* _Source extract_:
## Begin

Thinking in the human, “non-instinctive” sense requires that the thinker be assured of the connection, “sacred” and/or “social,” between the sign and what it represents. To ask where this connection originates is to pose a question that cannot be answered within the context of deconstruction, which can only theorize the hesitation that separates the signifier from the signified within an already constituted paradigm. But we for our part should not hesitate to affirm that this connection derives from the hesitation, the deferral itself, which is in the first place the putting-aside of conflictive, mimetic violence. For hesitation within a constituted paradigm is only understandable as a real, “anthropological,” or even anthropogenetic act when it takes the form of a hesitation to take action in a situation where there is likewise a real danger of intraspecific conflict. And, precisely, GA’s simplest definition of the human is as the unique animal who, its mimetic intelligence having passed a certain threshold, is of greater potential danger to itself than is external Nature.
Why would signs multiply when the one originary sign had produced peace? In the space of deferral, all things are in contact with the sacred and potentially invested with significance. The sacred is at first the “violent” that must be avoided, but this violence is not an abstraction, it is rather the product of the appetite aroused by the central object. It would be better to say, not that “the sacred is the violent, the violent is the sacred,” but that the sacred is the violent whose violence has been deferred. In the space of this deferral, the sign is not a simple abstraction, but a form that evokes its object; and in the communal peace thus established, however fleetingly, the differences among objects become possible objects of observation. Thus the traces of experience can come to be incorporated into a language, a set of syntagmatic possibilities whose various positions are indeed, as Derrida saw, filled by choosing within paradigms. All of this, of course, is not present at the origin, but it begins at the origin with the phenomenon of deferral, with our putting “instinct” aside to instead represent to each other the object of our “instinctive” appetite.

## End

* _List of tasks_:
[A] List every single word that the passage on deferral and the sign encloses in its own pair of quotation marks, counting each distinct word once.
[B] Summarize the passage on deferral and the sign in two sentences.
[C] Extend the passage on deferral and the sign beyond its final sentence.

* _Raw records_:
## Begin

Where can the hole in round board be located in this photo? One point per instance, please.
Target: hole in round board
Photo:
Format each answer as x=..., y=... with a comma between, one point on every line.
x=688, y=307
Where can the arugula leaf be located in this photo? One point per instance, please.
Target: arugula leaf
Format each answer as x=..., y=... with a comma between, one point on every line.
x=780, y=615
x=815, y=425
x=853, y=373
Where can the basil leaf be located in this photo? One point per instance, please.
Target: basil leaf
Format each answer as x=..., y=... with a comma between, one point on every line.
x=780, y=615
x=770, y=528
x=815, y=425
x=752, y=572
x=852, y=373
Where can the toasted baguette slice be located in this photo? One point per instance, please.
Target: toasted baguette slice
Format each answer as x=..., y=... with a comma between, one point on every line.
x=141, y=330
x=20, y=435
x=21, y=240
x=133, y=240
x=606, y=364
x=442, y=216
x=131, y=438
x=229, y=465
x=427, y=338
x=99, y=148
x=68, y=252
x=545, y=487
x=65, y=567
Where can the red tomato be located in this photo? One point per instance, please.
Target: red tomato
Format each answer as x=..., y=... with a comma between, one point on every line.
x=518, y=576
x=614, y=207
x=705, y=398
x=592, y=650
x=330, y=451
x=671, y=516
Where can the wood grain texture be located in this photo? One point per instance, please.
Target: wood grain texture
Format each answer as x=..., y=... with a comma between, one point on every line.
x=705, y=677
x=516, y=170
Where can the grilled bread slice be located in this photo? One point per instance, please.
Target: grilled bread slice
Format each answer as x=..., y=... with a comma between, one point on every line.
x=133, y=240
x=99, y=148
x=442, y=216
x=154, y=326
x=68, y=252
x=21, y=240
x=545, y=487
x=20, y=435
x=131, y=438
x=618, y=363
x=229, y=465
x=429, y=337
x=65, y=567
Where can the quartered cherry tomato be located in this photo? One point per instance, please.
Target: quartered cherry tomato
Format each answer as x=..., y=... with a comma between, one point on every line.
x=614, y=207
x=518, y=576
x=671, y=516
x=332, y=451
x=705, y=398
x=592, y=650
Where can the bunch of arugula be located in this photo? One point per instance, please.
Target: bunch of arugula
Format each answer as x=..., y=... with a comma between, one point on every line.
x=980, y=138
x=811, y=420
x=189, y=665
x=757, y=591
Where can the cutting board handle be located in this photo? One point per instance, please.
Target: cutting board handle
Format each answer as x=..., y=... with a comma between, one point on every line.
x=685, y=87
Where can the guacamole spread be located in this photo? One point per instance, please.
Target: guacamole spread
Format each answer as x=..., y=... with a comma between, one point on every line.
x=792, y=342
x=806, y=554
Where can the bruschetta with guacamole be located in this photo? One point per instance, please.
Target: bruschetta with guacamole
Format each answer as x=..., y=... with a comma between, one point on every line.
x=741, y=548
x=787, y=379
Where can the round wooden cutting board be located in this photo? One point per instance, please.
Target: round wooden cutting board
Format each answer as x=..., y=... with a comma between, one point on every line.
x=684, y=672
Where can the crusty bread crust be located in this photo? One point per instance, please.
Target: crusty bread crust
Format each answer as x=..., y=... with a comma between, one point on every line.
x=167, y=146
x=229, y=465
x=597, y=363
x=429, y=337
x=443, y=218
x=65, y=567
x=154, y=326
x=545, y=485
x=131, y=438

## End

* _Written responses_:
[A]
non-instinctive
sacred
social
anthropological
violent
instinct
instinctive

[B] Human thinking requires assurance of a connection between the sign and what it represents, and this connection derives from deferral, the hesitation that puts aside conflictive, mimetic violence, in keeping with GA's definition of the human as the animal more dangerous to itself than external Nature. In the space of deferral, the sacred is the violent whose violence has been deferred, and the communal peace it establishes allows differences among objects to be observed and incorporated into a language, a process that begins at the origin when "instinct" is put aside so that the object of appetite can be represented.

[C]
In a passage whose “positive” nature is visible through the veil of precautions dictated by philosophical prudence, Derrida (much more explicitly than in the chapter that actually bears this title) gives us a glimpse of what his “grammatology as a positive science” might have looked like. This is a discussion of Lévi-Strauss’ famous “writing lesson” from Tristes tropiques(the anthropologist having demonstrated the use of writing to an Amazonian tribesman, the latter creates by scribbling lines on a paper a “written” document of his own to impress his fellow tribesmen with his authority). Here the question is raised as to the relationship between the birth of writing systems (in the narrow sense) and hierarchical power. We find in this passage a rare, perhaps unique example in Derrida of the use of the word différer, to defer and/or differ, in a very nearly “Girardian” sense:
It has long been known that the power of writing in the hands of a small number, of a caste or a class, has always been contemporary with hierarchization, which we will call “political différance,” which is both the distinction among groups, classes, and levels of economico-techno-political power, and the delegation of authority, a power deferred, abandoned to a means of capitalization. This phenomenon has been going on since the beginning of sedentary life, with the constitution of stocks at the dawn of agricultural societies. . . . All this structure appears as soon as a society begins to live as a society, that is to say, with the origin of life in general [dès l’origine de la vie en général], when, on quite heterogeneous levels of organization and complexity, it becomes possible to defer presence, that is, expenditure [la dépense] or consumption, and to organize production, that is, the reserve in general. This takes place long before the appearance of writing in the narrow sense, yet it is true, and we cannot neglect this fact, that the appearance of certain writing systems two or three thousand years ago was an extraordinary leap forward in the history of life. (De la g, p. 190)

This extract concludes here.